◆ Aim of the exercise ◆
Nothing but the lines from the one containing "Query: railing along quay" through the one containing "find blue building", both included, should be given again, each exactly as written below.

[Items from a data source]
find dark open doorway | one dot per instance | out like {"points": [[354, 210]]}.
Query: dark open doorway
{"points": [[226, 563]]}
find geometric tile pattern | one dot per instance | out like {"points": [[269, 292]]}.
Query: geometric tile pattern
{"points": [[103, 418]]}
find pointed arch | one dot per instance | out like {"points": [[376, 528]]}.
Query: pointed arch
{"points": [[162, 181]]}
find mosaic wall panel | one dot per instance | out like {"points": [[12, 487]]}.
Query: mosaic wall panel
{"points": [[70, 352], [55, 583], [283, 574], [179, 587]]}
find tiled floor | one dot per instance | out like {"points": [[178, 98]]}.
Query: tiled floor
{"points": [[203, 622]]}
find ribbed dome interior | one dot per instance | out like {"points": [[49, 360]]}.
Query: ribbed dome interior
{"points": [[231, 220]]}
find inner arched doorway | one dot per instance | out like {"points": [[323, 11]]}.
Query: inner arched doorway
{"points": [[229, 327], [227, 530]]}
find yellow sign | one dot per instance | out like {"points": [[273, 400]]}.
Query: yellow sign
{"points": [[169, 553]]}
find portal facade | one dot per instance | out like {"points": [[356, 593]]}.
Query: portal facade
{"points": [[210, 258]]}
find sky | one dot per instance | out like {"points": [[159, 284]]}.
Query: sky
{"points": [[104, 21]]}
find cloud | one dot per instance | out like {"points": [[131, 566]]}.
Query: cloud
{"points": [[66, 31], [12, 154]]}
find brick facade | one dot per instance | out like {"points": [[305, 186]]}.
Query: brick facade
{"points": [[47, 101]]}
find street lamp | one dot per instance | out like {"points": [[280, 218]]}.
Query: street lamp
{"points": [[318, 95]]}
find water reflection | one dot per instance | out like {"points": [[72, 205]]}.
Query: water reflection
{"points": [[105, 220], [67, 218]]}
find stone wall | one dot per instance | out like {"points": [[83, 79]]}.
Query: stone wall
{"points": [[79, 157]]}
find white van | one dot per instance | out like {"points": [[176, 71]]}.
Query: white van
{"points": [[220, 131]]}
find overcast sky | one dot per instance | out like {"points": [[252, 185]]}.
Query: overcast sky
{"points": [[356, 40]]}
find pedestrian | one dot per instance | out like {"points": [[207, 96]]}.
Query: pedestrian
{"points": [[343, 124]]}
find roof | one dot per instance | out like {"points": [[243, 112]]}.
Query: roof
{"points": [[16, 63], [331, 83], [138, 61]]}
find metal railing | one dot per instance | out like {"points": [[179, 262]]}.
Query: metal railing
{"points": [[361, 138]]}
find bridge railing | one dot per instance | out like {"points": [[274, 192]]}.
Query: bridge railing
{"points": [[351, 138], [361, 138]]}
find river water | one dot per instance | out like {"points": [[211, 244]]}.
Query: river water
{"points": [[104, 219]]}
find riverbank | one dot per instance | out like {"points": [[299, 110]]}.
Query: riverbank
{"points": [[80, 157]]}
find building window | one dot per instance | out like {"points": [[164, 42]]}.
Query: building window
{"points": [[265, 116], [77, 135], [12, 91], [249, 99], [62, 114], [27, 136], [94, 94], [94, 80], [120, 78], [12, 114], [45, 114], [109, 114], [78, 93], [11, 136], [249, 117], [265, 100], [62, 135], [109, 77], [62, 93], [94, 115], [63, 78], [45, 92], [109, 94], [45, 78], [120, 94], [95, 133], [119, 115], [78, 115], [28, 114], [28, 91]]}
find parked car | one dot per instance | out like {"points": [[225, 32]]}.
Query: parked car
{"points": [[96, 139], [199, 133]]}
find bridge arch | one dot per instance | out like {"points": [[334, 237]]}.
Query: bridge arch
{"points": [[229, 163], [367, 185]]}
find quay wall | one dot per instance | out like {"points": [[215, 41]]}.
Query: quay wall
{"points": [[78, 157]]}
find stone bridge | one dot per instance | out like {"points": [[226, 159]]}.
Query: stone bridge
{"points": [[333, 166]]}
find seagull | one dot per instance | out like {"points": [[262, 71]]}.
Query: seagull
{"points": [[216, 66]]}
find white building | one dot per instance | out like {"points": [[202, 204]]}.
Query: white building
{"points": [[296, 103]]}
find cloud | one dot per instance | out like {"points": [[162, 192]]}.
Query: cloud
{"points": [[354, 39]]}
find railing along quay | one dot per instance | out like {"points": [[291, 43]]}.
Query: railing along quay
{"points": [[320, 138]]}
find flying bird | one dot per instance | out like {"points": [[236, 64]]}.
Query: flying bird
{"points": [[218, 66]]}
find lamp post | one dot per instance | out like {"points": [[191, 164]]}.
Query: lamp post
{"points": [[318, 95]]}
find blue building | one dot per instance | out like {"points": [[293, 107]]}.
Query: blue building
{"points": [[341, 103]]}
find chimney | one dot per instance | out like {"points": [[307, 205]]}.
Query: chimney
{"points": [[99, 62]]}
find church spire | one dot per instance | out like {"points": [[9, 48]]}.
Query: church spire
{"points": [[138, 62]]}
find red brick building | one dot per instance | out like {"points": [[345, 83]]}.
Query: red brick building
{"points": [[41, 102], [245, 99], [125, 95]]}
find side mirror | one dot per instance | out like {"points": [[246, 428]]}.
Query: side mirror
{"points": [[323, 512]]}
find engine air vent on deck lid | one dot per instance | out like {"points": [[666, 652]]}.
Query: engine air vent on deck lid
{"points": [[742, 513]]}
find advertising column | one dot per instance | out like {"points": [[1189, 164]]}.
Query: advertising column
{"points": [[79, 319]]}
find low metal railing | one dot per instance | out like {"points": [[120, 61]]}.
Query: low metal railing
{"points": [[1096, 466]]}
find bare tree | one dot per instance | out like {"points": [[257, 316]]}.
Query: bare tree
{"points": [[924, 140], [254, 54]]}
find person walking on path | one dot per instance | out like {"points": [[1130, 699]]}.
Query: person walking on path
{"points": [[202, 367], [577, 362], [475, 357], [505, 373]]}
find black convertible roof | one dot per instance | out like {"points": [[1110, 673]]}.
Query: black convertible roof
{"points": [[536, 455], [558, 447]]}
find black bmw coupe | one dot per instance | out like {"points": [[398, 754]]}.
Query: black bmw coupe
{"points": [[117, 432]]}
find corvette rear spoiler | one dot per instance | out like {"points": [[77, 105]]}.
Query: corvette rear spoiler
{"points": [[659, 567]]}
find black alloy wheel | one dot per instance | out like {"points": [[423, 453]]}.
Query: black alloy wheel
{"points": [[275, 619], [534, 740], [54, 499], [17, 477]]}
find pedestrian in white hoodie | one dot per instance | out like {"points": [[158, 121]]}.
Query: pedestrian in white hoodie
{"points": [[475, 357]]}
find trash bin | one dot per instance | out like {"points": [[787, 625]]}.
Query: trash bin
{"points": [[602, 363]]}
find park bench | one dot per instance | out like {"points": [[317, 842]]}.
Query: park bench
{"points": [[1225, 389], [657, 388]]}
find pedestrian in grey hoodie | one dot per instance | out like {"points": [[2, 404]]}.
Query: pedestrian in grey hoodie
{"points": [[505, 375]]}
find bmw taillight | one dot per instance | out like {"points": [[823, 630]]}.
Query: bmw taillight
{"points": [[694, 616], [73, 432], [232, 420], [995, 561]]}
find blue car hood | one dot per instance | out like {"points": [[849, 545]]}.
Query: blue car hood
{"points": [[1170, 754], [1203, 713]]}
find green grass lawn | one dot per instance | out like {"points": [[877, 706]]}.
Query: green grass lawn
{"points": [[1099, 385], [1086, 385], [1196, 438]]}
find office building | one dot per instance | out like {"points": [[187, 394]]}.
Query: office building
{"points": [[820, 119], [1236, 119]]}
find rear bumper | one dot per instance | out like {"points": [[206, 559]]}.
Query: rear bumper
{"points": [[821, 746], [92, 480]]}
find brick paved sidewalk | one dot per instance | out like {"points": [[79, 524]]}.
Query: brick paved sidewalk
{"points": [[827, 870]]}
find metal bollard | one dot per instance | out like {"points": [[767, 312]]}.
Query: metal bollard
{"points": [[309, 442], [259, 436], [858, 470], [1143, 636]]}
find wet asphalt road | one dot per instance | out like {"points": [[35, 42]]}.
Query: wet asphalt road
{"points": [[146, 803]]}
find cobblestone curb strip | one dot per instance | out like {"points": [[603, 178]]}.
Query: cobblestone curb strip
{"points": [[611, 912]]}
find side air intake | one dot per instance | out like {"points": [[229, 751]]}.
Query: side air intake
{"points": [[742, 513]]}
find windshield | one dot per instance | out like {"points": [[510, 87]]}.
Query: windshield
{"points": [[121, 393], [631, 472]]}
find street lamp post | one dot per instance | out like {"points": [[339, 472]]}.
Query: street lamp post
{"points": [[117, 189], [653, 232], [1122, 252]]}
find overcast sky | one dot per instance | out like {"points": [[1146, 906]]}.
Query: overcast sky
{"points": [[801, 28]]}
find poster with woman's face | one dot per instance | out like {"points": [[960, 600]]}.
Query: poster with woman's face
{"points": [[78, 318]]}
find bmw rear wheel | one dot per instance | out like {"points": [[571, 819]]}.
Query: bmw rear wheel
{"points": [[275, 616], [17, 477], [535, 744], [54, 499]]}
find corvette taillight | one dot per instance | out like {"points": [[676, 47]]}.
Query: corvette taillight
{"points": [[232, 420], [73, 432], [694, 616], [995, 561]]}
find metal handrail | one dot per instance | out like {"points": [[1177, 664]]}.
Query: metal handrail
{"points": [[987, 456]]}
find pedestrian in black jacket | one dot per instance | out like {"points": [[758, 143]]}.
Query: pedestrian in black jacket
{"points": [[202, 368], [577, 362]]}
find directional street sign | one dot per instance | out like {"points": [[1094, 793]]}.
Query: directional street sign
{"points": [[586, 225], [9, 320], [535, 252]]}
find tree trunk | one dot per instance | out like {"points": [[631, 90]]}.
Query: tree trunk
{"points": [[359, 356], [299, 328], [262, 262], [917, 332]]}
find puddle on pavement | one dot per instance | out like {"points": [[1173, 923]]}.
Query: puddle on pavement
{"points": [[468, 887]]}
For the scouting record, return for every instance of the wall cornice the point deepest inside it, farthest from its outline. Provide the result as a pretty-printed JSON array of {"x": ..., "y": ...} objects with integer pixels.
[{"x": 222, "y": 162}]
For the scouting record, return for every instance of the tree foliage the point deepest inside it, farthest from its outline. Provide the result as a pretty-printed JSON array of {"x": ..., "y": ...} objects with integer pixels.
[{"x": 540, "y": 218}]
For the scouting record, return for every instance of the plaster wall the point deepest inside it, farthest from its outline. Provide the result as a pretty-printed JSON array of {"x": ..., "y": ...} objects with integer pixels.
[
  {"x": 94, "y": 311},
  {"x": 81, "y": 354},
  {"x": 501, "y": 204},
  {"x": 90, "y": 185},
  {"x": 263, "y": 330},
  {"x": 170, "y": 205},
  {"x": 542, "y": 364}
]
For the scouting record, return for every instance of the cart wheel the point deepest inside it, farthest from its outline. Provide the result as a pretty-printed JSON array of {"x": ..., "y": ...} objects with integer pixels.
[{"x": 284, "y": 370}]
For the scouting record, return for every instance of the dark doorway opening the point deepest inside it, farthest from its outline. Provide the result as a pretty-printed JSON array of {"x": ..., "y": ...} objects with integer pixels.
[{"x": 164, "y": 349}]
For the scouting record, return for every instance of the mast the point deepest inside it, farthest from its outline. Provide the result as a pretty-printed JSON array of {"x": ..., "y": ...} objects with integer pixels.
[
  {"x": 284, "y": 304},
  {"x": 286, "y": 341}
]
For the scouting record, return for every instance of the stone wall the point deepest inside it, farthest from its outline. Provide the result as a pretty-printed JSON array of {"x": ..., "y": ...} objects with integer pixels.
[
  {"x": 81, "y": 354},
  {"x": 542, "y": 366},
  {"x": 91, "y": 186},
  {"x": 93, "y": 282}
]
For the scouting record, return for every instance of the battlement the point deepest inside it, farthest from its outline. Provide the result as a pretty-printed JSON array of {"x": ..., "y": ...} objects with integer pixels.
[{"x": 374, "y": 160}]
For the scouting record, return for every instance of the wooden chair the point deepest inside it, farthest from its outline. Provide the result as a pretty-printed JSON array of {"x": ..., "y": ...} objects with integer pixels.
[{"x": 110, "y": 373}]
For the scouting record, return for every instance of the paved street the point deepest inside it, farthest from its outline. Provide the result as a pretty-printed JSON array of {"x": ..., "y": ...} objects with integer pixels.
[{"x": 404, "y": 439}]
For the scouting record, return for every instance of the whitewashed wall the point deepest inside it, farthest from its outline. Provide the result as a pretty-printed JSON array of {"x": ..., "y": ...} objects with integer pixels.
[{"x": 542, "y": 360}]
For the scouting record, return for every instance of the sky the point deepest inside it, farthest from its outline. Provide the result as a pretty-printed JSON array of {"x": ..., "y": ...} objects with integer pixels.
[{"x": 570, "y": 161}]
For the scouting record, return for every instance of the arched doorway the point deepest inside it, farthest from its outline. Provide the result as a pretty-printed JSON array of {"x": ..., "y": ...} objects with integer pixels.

◆ Reply to the task ◆
Query: railing along quay
{"points": [[320, 138]]}
find flying bird | one dot per instance | out like {"points": [[236, 64]]}.
Query: flying bird
{"points": [[218, 66]]}
find lamp post | one dot per instance | out like {"points": [[191, 164]]}.
Query: lamp post
{"points": [[318, 95]]}
find blue building | one dot per instance | out like {"points": [[293, 107]]}.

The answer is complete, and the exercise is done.